── Entries ──

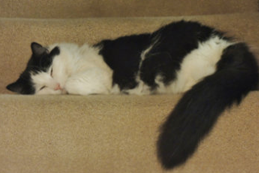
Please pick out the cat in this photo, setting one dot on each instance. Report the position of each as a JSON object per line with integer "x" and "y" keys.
{"x": 213, "y": 71}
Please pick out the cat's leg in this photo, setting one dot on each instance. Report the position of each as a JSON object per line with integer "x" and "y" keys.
{"x": 92, "y": 81}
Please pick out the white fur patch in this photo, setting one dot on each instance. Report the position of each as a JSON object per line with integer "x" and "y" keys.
{"x": 78, "y": 70}
{"x": 198, "y": 64}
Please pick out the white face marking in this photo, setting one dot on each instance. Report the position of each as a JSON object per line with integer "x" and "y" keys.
{"x": 76, "y": 70}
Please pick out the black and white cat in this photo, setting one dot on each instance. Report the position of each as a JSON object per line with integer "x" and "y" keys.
{"x": 213, "y": 71}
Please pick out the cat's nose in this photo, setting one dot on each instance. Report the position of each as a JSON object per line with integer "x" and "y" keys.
{"x": 58, "y": 87}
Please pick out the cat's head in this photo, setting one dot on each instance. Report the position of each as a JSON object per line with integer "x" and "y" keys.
{"x": 37, "y": 78}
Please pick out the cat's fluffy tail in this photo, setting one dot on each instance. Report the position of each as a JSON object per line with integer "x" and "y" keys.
{"x": 199, "y": 108}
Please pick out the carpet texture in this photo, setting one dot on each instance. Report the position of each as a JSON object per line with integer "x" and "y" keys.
{"x": 113, "y": 134}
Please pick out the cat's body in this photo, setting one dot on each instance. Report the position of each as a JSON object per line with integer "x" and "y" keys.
{"x": 180, "y": 57}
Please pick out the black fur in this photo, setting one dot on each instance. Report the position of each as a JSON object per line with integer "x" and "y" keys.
{"x": 171, "y": 44}
{"x": 198, "y": 110}
{"x": 40, "y": 60}
{"x": 123, "y": 57}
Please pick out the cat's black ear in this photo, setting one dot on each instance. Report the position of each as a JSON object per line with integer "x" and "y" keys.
{"x": 38, "y": 49}
{"x": 15, "y": 87}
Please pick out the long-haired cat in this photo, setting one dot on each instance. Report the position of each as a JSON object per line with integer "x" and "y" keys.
{"x": 213, "y": 71}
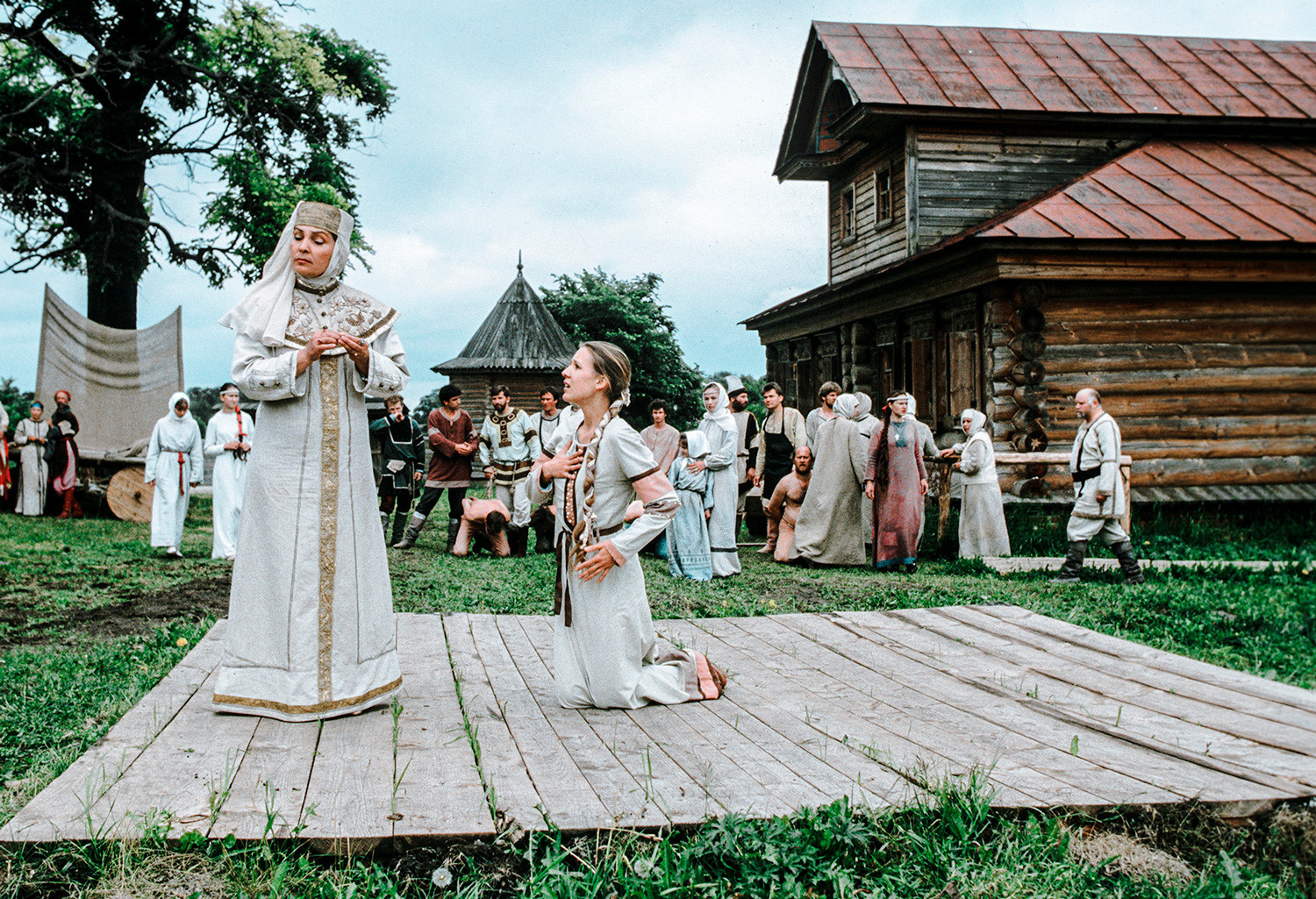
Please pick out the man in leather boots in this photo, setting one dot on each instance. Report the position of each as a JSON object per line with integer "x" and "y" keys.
{"x": 1098, "y": 493}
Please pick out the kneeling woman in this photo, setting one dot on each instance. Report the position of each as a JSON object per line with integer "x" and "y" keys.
{"x": 603, "y": 636}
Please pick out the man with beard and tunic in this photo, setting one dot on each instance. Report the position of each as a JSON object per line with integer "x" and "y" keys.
{"x": 228, "y": 439}
{"x": 311, "y": 630}
{"x": 897, "y": 481}
{"x": 508, "y": 447}
{"x": 783, "y": 509}
{"x": 719, "y": 428}
{"x": 452, "y": 434}
{"x": 747, "y": 439}
{"x": 402, "y": 454}
{"x": 63, "y": 459}
{"x": 826, "y": 531}
{"x": 31, "y": 437}
{"x": 1098, "y": 493}
{"x": 826, "y": 399}
{"x": 782, "y": 434}
{"x": 174, "y": 464}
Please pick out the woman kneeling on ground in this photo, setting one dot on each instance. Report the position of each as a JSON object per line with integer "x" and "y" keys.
{"x": 603, "y": 635}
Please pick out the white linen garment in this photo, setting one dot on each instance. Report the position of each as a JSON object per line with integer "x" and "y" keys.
{"x": 173, "y": 462}
{"x": 228, "y": 478}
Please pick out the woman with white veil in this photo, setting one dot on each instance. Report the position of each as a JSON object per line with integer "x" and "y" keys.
{"x": 311, "y": 627}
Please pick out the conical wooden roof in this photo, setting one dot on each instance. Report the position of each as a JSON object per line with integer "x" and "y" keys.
{"x": 519, "y": 334}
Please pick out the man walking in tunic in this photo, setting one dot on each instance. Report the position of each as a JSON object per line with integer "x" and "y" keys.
{"x": 783, "y": 507}
{"x": 1098, "y": 493}
{"x": 782, "y": 434}
{"x": 508, "y": 447}
{"x": 747, "y": 433}
{"x": 826, "y": 399}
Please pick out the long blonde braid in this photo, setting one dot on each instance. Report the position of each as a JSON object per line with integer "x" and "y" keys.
{"x": 612, "y": 363}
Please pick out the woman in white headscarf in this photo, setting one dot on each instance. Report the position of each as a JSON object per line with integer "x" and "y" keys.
{"x": 311, "y": 625}
{"x": 897, "y": 482}
{"x": 174, "y": 465}
{"x": 719, "y": 428}
{"x": 828, "y": 528}
{"x": 982, "y": 519}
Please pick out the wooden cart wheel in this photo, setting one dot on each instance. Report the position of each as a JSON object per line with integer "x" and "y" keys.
{"x": 129, "y": 496}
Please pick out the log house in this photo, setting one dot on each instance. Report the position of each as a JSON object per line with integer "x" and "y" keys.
{"x": 1016, "y": 215}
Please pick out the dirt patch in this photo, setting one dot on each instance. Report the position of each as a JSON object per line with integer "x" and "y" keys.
{"x": 133, "y": 615}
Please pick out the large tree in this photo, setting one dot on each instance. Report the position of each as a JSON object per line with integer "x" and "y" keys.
{"x": 99, "y": 96}
{"x": 599, "y": 305}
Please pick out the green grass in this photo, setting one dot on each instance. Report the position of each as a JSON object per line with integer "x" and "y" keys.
{"x": 63, "y": 686}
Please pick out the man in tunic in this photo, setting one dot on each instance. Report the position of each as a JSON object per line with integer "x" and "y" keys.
{"x": 747, "y": 429}
{"x": 508, "y": 447}
{"x": 311, "y": 630}
{"x": 826, "y": 399}
{"x": 228, "y": 439}
{"x": 783, "y": 509}
{"x": 31, "y": 437}
{"x": 174, "y": 464}
{"x": 783, "y": 433}
{"x": 484, "y": 517}
{"x": 402, "y": 452}
{"x": 826, "y": 531}
{"x": 1098, "y": 491}
{"x": 63, "y": 460}
{"x": 452, "y": 436}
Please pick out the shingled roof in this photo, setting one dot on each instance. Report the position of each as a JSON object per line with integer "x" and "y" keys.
{"x": 1181, "y": 189}
{"x": 519, "y": 334}
{"x": 1071, "y": 71}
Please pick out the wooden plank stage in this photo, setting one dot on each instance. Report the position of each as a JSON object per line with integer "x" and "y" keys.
{"x": 874, "y": 706}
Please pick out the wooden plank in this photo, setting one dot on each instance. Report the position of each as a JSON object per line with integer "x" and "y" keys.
{"x": 868, "y": 723}
{"x": 268, "y": 793}
{"x": 621, "y": 796}
{"x": 983, "y": 724}
{"x": 502, "y": 767}
{"x": 352, "y": 782}
{"x": 1208, "y": 696}
{"x": 184, "y": 773}
{"x": 439, "y": 783}
{"x": 1147, "y": 712}
{"x": 1249, "y": 685}
{"x": 60, "y": 810}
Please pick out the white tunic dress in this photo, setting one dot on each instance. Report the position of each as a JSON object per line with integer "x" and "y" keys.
{"x": 173, "y": 461}
{"x": 32, "y": 464}
{"x": 228, "y": 478}
{"x": 604, "y": 657}
{"x": 311, "y": 622}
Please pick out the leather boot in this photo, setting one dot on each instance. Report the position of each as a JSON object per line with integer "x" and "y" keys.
{"x": 516, "y": 539}
{"x": 399, "y": 527}
{"x": 412, "y": 533}
{"x": 1073, "y": 562}
{"x": 1128, "y": 562}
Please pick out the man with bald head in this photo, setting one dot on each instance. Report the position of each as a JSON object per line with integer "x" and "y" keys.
{"x": 1098, "y": 493}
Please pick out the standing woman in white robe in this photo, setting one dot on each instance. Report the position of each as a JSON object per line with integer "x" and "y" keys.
{"x": 311, "y": 625}
{"x": 174, "y": 465}
{"x": 31, "y": 436}
{"x": 719, "y": 426}
{"x": 228, "y": 439}
{"x": 603, "y": 635}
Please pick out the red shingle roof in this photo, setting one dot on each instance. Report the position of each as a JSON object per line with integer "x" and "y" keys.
{"x": 1182, "y": 191}
{"x": 1069, "y": 71}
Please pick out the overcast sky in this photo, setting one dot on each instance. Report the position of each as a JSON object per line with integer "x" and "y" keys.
{"x": 632, "y": 136}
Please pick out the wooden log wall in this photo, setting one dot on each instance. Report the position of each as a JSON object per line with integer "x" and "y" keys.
{"x": 1212, "y": 386}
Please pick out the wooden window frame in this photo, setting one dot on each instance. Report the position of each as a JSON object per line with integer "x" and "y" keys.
{"x": 883, "y": 197}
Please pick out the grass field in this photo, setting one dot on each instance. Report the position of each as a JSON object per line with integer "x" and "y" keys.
{"x": 91, "y": 617}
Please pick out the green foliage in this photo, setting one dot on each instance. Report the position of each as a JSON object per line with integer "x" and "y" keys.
{"x": 99, "y": 96}
{"x": 597, "y": 305}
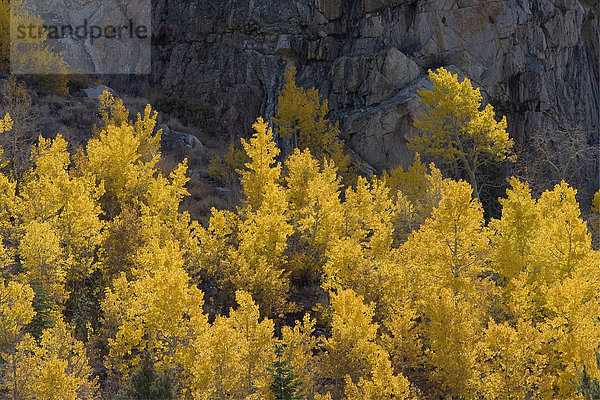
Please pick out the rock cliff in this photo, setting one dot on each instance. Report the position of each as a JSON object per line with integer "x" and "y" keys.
{"x": 536, "y": 61}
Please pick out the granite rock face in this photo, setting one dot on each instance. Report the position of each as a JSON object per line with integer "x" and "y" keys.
{"x": 536, "y": 61}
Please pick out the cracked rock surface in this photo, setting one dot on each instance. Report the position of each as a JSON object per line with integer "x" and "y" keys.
{"x": 536, "y": 61}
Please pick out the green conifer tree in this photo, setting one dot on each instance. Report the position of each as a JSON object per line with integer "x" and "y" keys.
{"x": 148, "y": 384}
{"x": 285, "y": 385}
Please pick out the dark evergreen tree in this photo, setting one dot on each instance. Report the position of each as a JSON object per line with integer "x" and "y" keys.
{"x": 285, "y": 385}
{"x": 148, "y": 384}
{"x": 42, "y": 305}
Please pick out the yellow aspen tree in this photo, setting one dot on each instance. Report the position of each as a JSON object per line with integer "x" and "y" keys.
{"x": 563, "y": 242}
{"x": 358, "y": 366}
{"x": 153, "y": 312}
{"x": 452, "y": 343}
{"x": 402, "y": 337}
{"x": 299, "y": 344}
{"x": 302, "y": 117}
{"x": 362, "y": 259}
{"x": 6, "y": 123}
{"x": 382, "y": 384}
{"x": 262, "y": 170}
{"x": 249, "y": 252}
{"x": 414, "y": 194}
{"x": 43, "y": 261}
{"x": 451, "y": 248}
{"x": 513, "y": 234}
{"x": 454, "y": 128}
{"x": 60, "y": 367}
{"x": 38, "y": 56}
{"x": 240, "y": 348}
{"x": 573, "y": 306}
{"x": 595, "y": 220}
{"x": 351, "y": 350}
{"x": 67, "y": 201}
{"x": 124, "y": 155}
{"x": 514, "y": 361}
{"x": 316, "y": 213}
{"x": 15, "y": 313}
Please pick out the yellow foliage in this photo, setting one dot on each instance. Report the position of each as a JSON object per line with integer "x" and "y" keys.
{"x": 302, "y": 117}
{"x": 238, "y": 349}
{"x": 43, "y": 261}
{"x": 15, "y": 312}
{"x": 299, "y": 344}
{"x": 455, "y": 129}
{"x": 382, "y": 385}
{"x": 38, "y": 58}
{"x": 351, "y": 351}
{"x": 6, "y": 124}
{"x": 154, "y": 312}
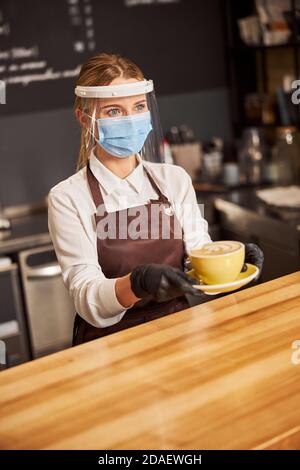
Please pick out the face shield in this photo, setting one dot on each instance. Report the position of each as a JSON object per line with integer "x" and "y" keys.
{"x": 122, "y": 119}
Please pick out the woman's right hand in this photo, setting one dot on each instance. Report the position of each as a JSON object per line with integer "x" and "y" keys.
{"x": 161, "y": 282}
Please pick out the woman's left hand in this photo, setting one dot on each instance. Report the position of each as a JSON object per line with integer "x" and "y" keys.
{"x": 254, "y": 255}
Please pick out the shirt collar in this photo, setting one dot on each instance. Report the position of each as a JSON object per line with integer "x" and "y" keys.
{"x": 109, "y": 181}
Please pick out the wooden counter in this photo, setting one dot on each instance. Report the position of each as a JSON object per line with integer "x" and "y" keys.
{"x": 219, "y": 375}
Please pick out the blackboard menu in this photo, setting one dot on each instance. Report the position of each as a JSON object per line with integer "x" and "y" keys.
{"x": 43, "y": 44}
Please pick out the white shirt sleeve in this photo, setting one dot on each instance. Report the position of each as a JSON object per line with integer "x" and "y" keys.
{"x": 93, "y": 294}
{"x": 194, "y": 225}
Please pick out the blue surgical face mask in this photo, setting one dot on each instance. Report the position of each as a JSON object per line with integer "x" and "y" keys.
{"x": 125, "y": 135}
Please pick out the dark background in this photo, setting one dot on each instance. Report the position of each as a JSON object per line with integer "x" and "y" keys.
{"x": 178, "y": 45}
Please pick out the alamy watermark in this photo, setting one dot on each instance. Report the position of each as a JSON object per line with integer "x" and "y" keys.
{"x": 2, "y": 92}
{"x": 154, "y": 221}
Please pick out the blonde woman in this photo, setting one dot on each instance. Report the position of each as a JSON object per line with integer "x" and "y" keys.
{"x": 122, "y": 224}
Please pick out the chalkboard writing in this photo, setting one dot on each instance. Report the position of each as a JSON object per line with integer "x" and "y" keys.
{"x": 44, "y": 43}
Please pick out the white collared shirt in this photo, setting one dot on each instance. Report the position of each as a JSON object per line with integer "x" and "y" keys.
{"x": 72, "y": 228}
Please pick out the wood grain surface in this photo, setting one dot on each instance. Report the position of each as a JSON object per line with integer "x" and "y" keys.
{"x": 221, "y": 375}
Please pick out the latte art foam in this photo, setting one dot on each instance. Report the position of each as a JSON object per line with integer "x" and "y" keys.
{"x": 217, "y": 248}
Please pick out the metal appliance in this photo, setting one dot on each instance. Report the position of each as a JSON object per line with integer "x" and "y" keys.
{"x": 50, "y": 310}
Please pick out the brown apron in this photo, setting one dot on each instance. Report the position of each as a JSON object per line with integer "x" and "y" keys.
{"x": 119, "y": 256}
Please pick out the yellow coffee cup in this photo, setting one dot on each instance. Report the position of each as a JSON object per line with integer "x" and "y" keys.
{"x": 218, "y": 262}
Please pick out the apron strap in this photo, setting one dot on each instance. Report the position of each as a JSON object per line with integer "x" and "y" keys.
{"x": 97, "y": 195}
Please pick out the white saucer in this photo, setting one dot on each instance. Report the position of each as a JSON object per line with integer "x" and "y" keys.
{"x": 213, "y": 289}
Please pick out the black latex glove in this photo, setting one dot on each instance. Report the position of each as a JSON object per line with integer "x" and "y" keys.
{"x": 161, "y": 282}
{"x": 253, "y": 255}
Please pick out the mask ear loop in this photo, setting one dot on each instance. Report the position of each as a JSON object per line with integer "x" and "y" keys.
{"x": 89, "y": 135}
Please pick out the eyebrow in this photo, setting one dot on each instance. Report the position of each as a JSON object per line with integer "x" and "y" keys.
{"x": 117, "y": 104}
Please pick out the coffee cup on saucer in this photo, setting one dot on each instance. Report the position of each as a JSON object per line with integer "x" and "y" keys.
{"x": 218, "y": 262}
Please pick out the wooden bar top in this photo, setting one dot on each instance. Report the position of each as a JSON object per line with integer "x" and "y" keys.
{"x": 221, "y": 375}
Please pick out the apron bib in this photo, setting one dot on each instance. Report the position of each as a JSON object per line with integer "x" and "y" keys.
{"x": 119, "y": 255}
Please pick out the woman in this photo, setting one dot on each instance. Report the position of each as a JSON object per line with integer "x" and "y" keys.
{"x": 120, "y": 264}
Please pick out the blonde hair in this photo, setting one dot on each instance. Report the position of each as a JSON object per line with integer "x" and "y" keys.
{"x": 100, "y": 70}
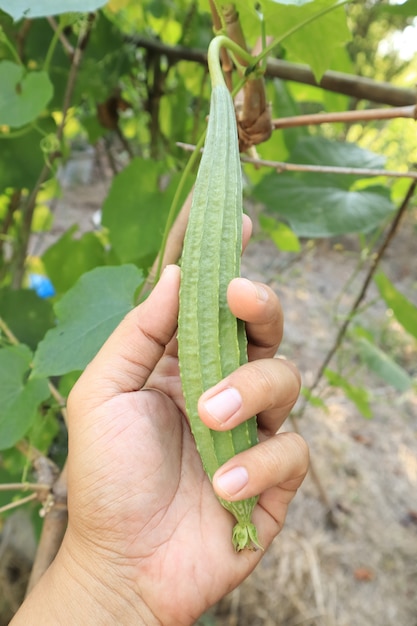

───

### [Given instruction]
How many lines of the material above contain the string "roof", treating uppercase and lowercase letters as different? Reply with the number alone.

### [Solution to this problem]
3